== Exercise description ==
Return every line of the listing, exactly as it reads.

= = = =

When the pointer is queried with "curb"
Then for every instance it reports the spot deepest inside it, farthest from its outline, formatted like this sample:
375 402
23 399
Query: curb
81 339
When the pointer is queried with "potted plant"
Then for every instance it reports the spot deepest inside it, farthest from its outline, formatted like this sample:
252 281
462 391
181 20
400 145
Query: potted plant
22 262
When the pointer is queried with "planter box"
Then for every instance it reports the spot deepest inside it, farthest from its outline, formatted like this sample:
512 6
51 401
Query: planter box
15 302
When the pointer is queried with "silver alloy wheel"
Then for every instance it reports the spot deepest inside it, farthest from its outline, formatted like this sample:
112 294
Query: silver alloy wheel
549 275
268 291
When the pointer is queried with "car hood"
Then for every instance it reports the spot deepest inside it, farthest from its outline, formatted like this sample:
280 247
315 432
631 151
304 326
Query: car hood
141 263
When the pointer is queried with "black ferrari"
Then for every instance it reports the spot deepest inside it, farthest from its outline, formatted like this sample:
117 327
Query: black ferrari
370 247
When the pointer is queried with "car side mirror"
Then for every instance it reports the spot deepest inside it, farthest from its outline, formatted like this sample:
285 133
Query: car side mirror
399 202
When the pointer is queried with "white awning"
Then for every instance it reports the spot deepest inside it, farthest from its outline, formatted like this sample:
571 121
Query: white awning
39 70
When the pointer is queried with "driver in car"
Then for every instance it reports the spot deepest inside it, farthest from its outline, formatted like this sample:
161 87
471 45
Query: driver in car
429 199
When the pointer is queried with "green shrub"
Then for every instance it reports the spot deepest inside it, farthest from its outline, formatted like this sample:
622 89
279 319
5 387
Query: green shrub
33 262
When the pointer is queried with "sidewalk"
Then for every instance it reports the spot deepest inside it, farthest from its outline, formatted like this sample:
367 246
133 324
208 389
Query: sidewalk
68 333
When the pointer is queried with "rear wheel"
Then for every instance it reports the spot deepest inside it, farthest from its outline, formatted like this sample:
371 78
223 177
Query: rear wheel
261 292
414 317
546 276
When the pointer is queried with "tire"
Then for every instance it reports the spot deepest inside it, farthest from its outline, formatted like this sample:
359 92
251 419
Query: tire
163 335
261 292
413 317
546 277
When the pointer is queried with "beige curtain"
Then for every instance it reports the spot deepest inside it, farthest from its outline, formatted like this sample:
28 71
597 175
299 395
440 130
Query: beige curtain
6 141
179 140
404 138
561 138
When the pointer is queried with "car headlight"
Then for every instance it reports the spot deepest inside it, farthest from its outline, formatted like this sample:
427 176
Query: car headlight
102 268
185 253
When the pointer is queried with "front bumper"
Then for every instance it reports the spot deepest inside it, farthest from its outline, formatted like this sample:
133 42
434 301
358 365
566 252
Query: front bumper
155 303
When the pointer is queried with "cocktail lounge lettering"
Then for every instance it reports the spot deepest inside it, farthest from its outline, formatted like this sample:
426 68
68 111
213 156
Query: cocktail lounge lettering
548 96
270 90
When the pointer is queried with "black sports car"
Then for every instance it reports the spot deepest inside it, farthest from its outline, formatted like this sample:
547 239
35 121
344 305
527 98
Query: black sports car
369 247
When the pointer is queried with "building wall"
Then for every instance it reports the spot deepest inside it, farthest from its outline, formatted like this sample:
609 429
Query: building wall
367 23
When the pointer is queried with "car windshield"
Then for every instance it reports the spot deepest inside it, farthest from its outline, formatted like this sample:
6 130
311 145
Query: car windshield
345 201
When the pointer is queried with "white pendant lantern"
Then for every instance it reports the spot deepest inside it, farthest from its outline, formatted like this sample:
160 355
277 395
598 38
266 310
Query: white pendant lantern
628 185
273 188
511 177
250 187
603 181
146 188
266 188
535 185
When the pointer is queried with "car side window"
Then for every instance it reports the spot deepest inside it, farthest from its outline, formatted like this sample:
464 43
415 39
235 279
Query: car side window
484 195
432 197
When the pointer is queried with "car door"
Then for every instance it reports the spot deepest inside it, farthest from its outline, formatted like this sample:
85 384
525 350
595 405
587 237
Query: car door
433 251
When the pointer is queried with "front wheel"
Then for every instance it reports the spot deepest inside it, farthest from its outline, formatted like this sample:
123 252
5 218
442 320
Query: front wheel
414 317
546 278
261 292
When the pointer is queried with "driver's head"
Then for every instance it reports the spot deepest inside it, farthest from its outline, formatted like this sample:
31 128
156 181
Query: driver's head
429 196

= = = =

== Exercise result ==
When the pointer is queried with "curb"
Then for every instance it reports the spot deepest inside it, farthest from its outline, formatted like this sample:
375 402
23 399
Query: curb
81 339
When the pointer is queried with "potted plant"
Then for every instance it reports the spot deepest inside it, farthest from its outline, formatted like this sample:
252 281
462 391
181 20
400 145
Query: potted plant
22 262
When the pointer is queried with "planter box"
Then for every instance it reports the spot deepest inside it, farthest from its outline, formatted like this sample:
512 6
51 401
Query: planter box
15 302
When the pointer is queried with "silver alloy wheel"
Then for every instance it reports the spot deepest inside it, farthest from its outline, formatted like this sample:
112 294
Query: silver alloy wheel
549 275
268 291
When the pointer is queried with "car hood"
Then for every instance it reports the spot deepest inside it, farthest from its outline, formatted like this sample:
280 247
315 432
631 151
304 326
Query: car hood
141 263
When the pointer is queried with "black ferrari"
Then for every instance it reports the spot deepest inside it, farthest from its outline, formatted like this sample:
117 327
Query: black ferrari
370 247
When the pointer is queried with "car side mirror"
Then for every instance it reports the spot deepest inside it, farthest from its outline, formatted like this sample:
285 133
Query: car side mirror
399 202
When the pointer is queried with "white awning"
Then for every instance it reports the spot deepest inside it, farthest from its outline, formatted like this sample:
571 121
Query: white awning
39 70
When the pointer is queried with "driver in car"
Then for every instance it reports the spot deepest inside it, farthest from its outline, formatted like this sample:
161 87
471 45
Query: driver in car
429 199
When the pointer is queried with "green shrub"
Then for every instance it reports the spot deepest inside it, farthest from its outline, formatted like this sample:
622 89
279 319
5 387
Query: green shrub
33 262
When the pointer is queried with "sidewalk"
Then for every instance it reports the spot deepest inside it, farthest from its outline, formatted like this sample:
367 246
133 324
208 389
Query: sidewalk
68 333
When the pointer is queried with "rear wheel"
Then for every instance it reports the spot deepest inside it, farthest from its outline, formatted like this sample:
371 78
223 177
Query: rear wheel
261 292
414 317
546 276
When the pointer is queried with "tire"
Then for every instance it reports the spot deepest inside it, farthest from its outline, formatted like this sample:
359 92
251 419
Query: tire
163 335
261 292
413 317
546 277
When the pointer is queried with "beige curtain"
Then for every instance it reports the spot deepest inside it, farthest from its outline, formatted like this sample:
28 71
597 175
299 395
440 130
Query: beige curtain
6 141
179 140
404 138
561 138
When the pointer is queried with "car headlight"
Then for every instance it reports the spot deepest inside it, farthest from its outline, formatted like this sample:
427 176
Query: car headlight
102 268
185 253
When the pointer is queried with "front bumper"
Then for every instance it reports the spot deepest inside it, farthest from its outline, formatted like this sample:
133 42
434 301
358 365
566 252
Query: front bumper
155 303
When the pointer is queried with "cocktail lounge lettering"
Then for every instance it reports the spot deepest inside it, farthest from its outline, formatted like this sample:
426 68
68 111
213 156
Query: cocktail lounge lettering
548 96
270 90
When the pointer is queried with "black sports car"
Then for every instance it reports the spot deepest inside it, farthest from its outline, formatted like this sample:
547 239
35 121
344 305
527 98
Query: black sports car
369 247
When the pointer is queried with "building wall"
Then for every instance it reports the spot deepest inside it, farthest from its outline, formatted like this sample:
609 429
Query: building wall
367 23
When the pointer is queried with "car windshield"
Then for every instance it reports the spot deepest inside it, farthest from its outline, formatted like this sample:
6 130
311 145
Query: car windshield
345 201
When the pointer is queried with "white pendant lantern"
Then for every instance it reports the spot deepest inside it, farthest from its outline, formatted like this sample:
160 355
277 395
598 38
266 310
Query: white pendant lantern
628 185
273 188
511 177
250 187
603 181
146 188
266 188
535 185
When the pointer is queried with "car side window"
Then for every instance it reports the spot deepest inside it, farthest from its outline, formatted like this sample:
464 43
415 39
235 279
Query: car side window
484 195
432 197
When the pointer is queried with "car door"
Then for every instance it reports the spot deepest inside it, farthest from its outline, formatted like this sample:
85 384
525 350
595 405
587 237
Query: car door
433 251
When the pointer is queried with "front wheel"
Then for every instance it reports the spot deepest inside it, farthest from its outline, formatted like this sample:
123 252
5 218
442 320
Query: front wheel
414 317
546 278
261 292
When the pointer is queried with "driver's head"
Then for every instance it reports the spot deepest inside it, farthest from its outline, formatted like this sample:
31 128
156 181
Query: driver's head
429 196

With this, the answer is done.